▸ 取り組む課題:
[1] 箱根駅伝をめぐる対談を読み、次の問いに答えなさい。
(a) 中大が優勝したとき、8区を走ったのは誰か。
(b) 往路が終わった時点で、中大は早大に正確には何分何秒負けていたか。
(c) 大志田によると、中大が優勝した頃の練習は今と比べてどのような内容だったか。
[2] 箱根駅伝をめぐる対談から、「大志田: そこで8区の川波が」という語句を含むところを書き出しとし、「榎木: キツかったですもんね。」という語句までを、一字も変えずに書き写しなさい。

▸ 対談本文:
大志田: 先ほども言いましたが、榎木の箱根駅伝は3年時まで完璧でしたね。最初から突っ込む走りではないのですが、レベル自体が高いから前半も遅くはない。そして後半でしっかり上げてくる。僕の理想とする走り方でした。当時の中大は2区の松田は最初から速く入れるタイプでしたが、全体的には20kmをしっかりまとめる走り方でしたね。今年の東京国際大もその走り方です。

榎木: 中大が優勝したときは8区の川波(貴臣・4年)さんが前半からガツンと入ったので、残り5kmは失速するんじゃないか、みんな心配していたんです。

3年生までは完璧に箱根駅伝を走れたという榎木監督(撮影・藤井みさ)

大志田: あのときは往路が終わって早大に2分半くらい負けていましたが(正確には2分15秒)、6区の工藤利寿(3年)で詰めればいいと思っていたら、工藤がトップに立ってくれた。7区の前田敬樹(3年)が白石高の後輩の山崎慎治君(早大1年)に抜かれて一時は30秒くらい離されたんです。しかし先輩の意地を見せて、最後の5kmで並んで少しだけ先着した。

榎木: 本当に何度も並ぶデッドヒートで、最後で5秒前に出たんです。

大志田: そこで8区の川波が最初から逃げて、最後まで走りきってくれた(1時間05分48秒の区間賞&区間新)。それが決定打になりましたね。

以前のようなハードな練習を今の時代、どうやって行うか

――当時の練習と、今やっている練習に違いはありますか?

大志田: 練習の変更、調整はしたけど、中大が優勝した頃の練習は今よりもハードな内容を行っていました。量とか質とか。今の方がレースのタイムは良いんだけど、あの頃の方が間違いなく強かったと思う。

榎木: キツかったですもんね。

大志田: 創価大では同じような内容をやっている、と記事で読んだけど、それがベースとしてできているなら創価大の強さは揺らがないと思った。練習のスタイルというところでは、何をベースにやっているの? 質なのか、量なのか、パターンなのか。

▸ データ一覧:
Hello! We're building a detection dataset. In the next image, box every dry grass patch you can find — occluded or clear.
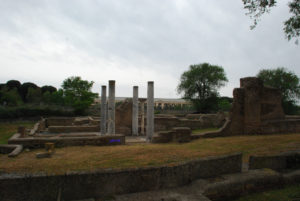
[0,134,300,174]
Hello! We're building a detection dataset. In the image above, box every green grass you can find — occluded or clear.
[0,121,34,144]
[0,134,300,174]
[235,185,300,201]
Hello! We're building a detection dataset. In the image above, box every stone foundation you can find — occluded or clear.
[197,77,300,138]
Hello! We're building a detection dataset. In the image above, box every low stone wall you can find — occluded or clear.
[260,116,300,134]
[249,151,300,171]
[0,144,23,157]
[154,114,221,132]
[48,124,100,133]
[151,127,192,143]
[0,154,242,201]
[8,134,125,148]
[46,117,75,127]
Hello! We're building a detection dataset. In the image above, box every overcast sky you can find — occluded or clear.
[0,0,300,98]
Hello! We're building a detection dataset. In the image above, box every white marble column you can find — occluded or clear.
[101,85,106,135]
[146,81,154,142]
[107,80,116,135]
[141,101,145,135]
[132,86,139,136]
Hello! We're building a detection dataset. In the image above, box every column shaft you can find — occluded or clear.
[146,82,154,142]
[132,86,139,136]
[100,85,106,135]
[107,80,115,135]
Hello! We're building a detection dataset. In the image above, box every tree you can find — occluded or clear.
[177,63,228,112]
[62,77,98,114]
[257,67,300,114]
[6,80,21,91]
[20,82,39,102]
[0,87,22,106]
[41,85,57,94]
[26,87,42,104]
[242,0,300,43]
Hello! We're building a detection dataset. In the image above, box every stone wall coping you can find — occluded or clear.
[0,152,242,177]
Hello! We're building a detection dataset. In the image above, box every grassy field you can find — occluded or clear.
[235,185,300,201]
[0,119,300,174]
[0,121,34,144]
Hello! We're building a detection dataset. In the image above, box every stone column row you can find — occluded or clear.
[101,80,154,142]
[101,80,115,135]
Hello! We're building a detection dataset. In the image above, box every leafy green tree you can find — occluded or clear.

▸ 課題別の解答:
[1]
(a) 川波貴臣(4年)
(b) 2分15秒
(c) 今よりもハードな内容

[2]
大志田: そこで8区の川波が最初から逃げて、最後まで走りきってくれた(1時間05分48秒の区間賞&区間新)。それが決定打になりましたね。

以前のようなハードな練習を今の時代、どうやって行うか

――当時の練習と、今やっている練習に違いはありますか?

大志田: 練習の変更、調整はしたけど、中大が優勝した頃の練習は今よりもハードな内容を行っていました。量とか質とか。今の方がレースのタイムは良いんだけど、あの頃の方が間違いなく強かったと思う。

榎木: キツかったですもんね。